Type out the data exactly as given. Skip any image.

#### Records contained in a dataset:
_ _ _
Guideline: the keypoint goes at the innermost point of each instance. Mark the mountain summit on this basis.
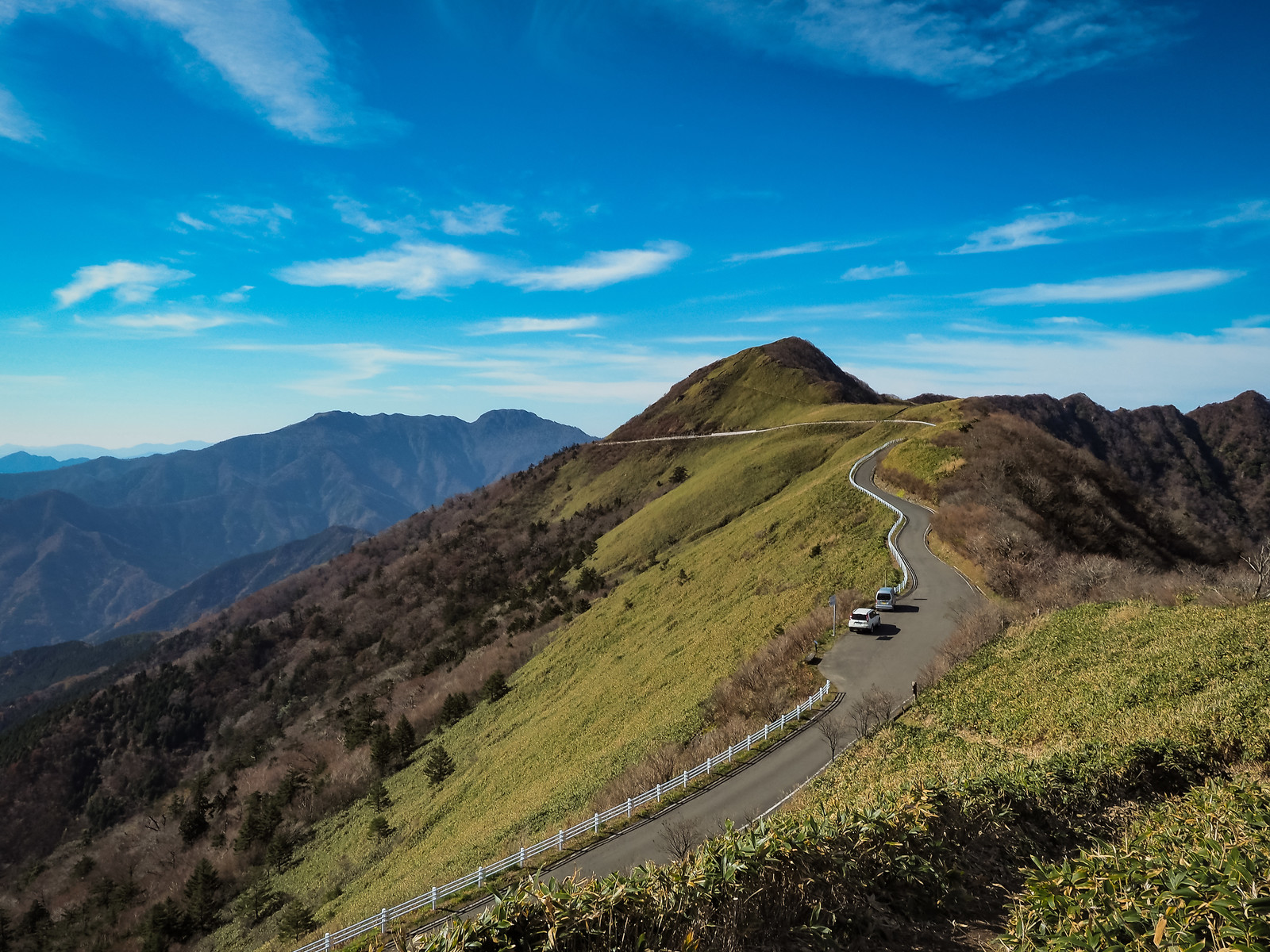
(84, 547)
(753, 387)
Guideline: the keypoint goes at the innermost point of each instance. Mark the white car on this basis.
(864, 620)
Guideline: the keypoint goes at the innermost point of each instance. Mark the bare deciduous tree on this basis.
(1259, 562)
(872, 711)
(835, 733)
(679, 838)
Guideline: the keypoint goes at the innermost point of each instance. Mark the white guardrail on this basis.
(899, 517)
(429, 900)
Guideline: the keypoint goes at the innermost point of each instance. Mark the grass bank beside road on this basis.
(1105, 724)
(759, 535)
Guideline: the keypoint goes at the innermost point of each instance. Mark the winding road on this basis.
(891, 659)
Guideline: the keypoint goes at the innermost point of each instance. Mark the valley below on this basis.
(438, 666)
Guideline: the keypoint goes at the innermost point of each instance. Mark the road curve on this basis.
(891, 659)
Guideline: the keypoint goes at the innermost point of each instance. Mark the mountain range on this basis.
(601, 593)
(86, 547)
(22, 461)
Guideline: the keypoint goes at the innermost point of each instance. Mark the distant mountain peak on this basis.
(804, 355)
(753, 387)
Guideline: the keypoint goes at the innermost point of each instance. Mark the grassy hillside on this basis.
(1092, 746)
(637, 668)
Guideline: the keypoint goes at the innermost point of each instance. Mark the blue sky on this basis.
(221, 216)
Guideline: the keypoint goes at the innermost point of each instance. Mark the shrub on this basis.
(455, 708)
(296, 920)
(495, 687)
(379, 828)
(1191, 876)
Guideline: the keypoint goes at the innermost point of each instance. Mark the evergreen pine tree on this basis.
(438, 766)
(257, 900)
(202, 896)
(404, 739)
(384, 750)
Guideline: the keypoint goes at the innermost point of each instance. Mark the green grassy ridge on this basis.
(619, 682)
(743, 391)
(1110, 674)
(1030, 747)
(1187, 876)
(921, 459)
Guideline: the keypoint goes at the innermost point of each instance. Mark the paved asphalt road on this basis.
(889, 659)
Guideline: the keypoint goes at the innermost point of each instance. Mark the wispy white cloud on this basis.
(808, 248)
(237, 296)
(244, 215)
(352, 213)
(535, 325)
(410, 268)
(167, 324)
(353, 363)
(1248, 213)
(1114, 368)
(417, 268)
(872, 273)
(190, 221)
(973, 48)
(479, 219)
(1121, 287)
(1022, 232)
(601, 268)
(264, 51)
(14, 124)
(131, 282)
(260, 48)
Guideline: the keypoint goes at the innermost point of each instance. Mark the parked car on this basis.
(864, 620)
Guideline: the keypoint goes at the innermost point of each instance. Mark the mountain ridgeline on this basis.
(560, 621)
(86, 547)
(1208, 470)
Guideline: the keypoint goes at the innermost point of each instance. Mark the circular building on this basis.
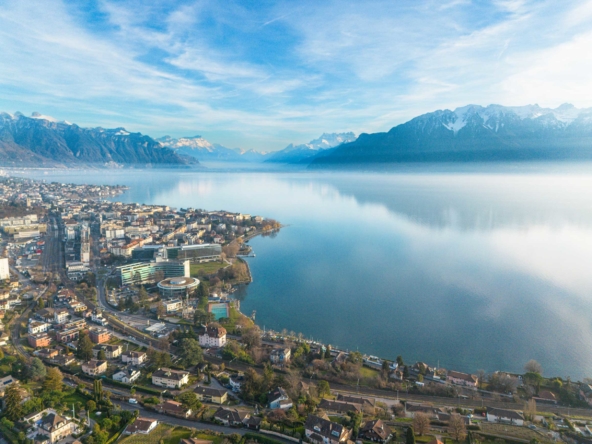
(177, 286)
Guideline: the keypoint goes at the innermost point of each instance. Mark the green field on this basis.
(206, 268)
(169, 435)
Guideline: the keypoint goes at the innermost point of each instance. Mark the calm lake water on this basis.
(474, 270)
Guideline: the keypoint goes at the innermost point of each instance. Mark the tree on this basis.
(355, 357)
(98, 390)
(37, 370)
(530, 409)
(160, 310)
(410, 436)
(533, 366)
(252, 337)
(421, 423)
(85, 345)
(190, 352)
(53, 379)
(323, 388)
(91, 406)
(12, 400)
(457, 428)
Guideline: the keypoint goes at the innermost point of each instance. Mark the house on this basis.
(253, 423)
(94, 367)
(61, 315)
(194, 441)
(375, 431)
(505, 416)
(134, 358)
(208, 394)
(320, 430)
(231, 417)
(341, 407)
(5, 382)
(99, 335)
(546, 397)
(368, 404)
(165, 377)
(141, 425)
(78, 306)
(213, 336)
(51, 425)
(236, 382)
(460, 378)
(279, 399)
(127, 375)
(280, 356)
(174, 408)
(37, 327)
(111, 351)
(39, 340)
_ _ _
#### Result for this task:
Guideline: the keypoint goes at the innermost point of each instance. Mark the mountain summit on this basis.
(84, 547)
(753, 387)
Guideline: the keypoint goes at the innermost point of each instance. Mark the white car on this basis.
(864, 620)
Guideline: the keypoint goes at the innermost point of each instance. Mark the bare deciduous tree on this basis.
(1259, 562)
(872, 711)
(835, 733)
(679, 838)
Guideline: the keypoint goes at the innermost point of each instance. Mark the white guardrail on this basis.
(899, 517)
(429, 900)
Guideline: the keypoint goes at the innermost point of each instance. Mark the grass bank beside road on this basis.
(1105, 724)
(759, 535)
Guideline: the keypoint goes at the innermost point of each instance. Mark the winding road on this basis.
(891, 659)
Guideline: the keypoint goes at the innermost point of each instance. Mark the valley below on this basis.
(438, 666)
Guideline: the keypoint goes at the innermost point of each instance. Mark the road curve on this basis.
(891, 659)
Guideline: the keypoint goes at the innermost point of each instance. Mark the mountain range on this basis.
(601, 593)
(86, 547)
(22, 461)
Guideline: the keypoint goes at the innermost point of each instance. Mark the distant mountain peak on this basis.
(804, 355)
(753, 387)
Guideline: the keypoint goes at the innermost point of each instance. Mark the grassy hillside on this basis.
(1092, 746)
(637, 668)
Guideline: the keypoint goes at the innermost point of each instance. Mark the blue sky on this basis.
(221, 216)
Guideline: the keypoint goes at the innermost point of each instance. Mark the shrub on this basis.
(455, 708)
(296, 920)
(495, 687)
(379, 828)
(1191, 876)
Guideline: the keypoint goes at the innermost point of each instance. Mark the evergreen pine tree on this basis.
(438, 766)
(257, 900)
(202, 896)
(404, 739)
(384, 750)
Guideline: the keypoint goes at the innermost point of each instance. Mark the green grassy ridge on this basis.
(619, 682)
(743, 391)
(1110, 674)
(1030, 747)
(1187, 876)
(921, 459)
Guideline: the keypoint goes at the innermost point of each instance. Mark the paved asphalt road on this basis.
(889, 659)
Guideline: the keypoint goes at the innermost point of each instance. Mark the wispy white cloud on this basis.
(808, 248)
(237, 296)
(244, 215)
(352, 213)
(535, 325)
(410, 268)
(167, 324)
(353, 363)
(1248, 213)
(1114, 368)
(417, 268)
(872, 273)
(190, 221)
(973, 48)
(479, 219)
(1121, 287)
(1022, 232)
(601, 268)
(264, 51)
(14, 124)
(131, 282)
(260, 48)
Guideline: the keypoint goes at the innermost point of each instance. Mark the parked car on this basis.
(864, 620)
Guideline: the keypoint goes at the innermost point of each instance. Mark the mountain ridgeline on this basis.
(560, 621)
(86, 547)
(1208, 470)
Guideline: the keypoint goes at the innermost point of each instance. Mark the circular building on this basis.
(177, 286)
Guideline: the keypoint goes at the innermost point of each instance. Mark the green field on this basis.
(206, 268)
(169, 435)
Guideline: the keypoint goes at the innermost point of each instance. Mark the calm lake water on this basis.
(474, 270)
Guideline: the keypoint goes at the innermost point of each instance. Mark the tree on this basis.
(355, 357)
(98, 390)
(37, 370)
(530, 409)
(160, 310)
(410, 436)
(533, 366)
(252, 337)
(421, 423)
(85, 345)
(190, 352)
(53, 379)
(323, 388)
(91, 406)
(12, 400)
(457, 428)
Guideline: the keypoint goes at the innermost point of each instance. Mark the house on this basis.
(253, 423)
(94, 367)
(61, 315)
(194, 441)
(375, 431)
(505, 416)
(134, 358)
(208, 394)
(320, 430)
(231, 417)
(341, 407)
(5, 382)
(99, 335)
(546, 397)
(368, 404)
(165, 377)
(141, 425)
(78, 306)
(213, 336)
(51, 425)
(236, 382)
(460, 378)
(279, 399)
(127, 375)
(280, 356)
(174, 408)
(37, 327)
(111, 351)
(39, 340)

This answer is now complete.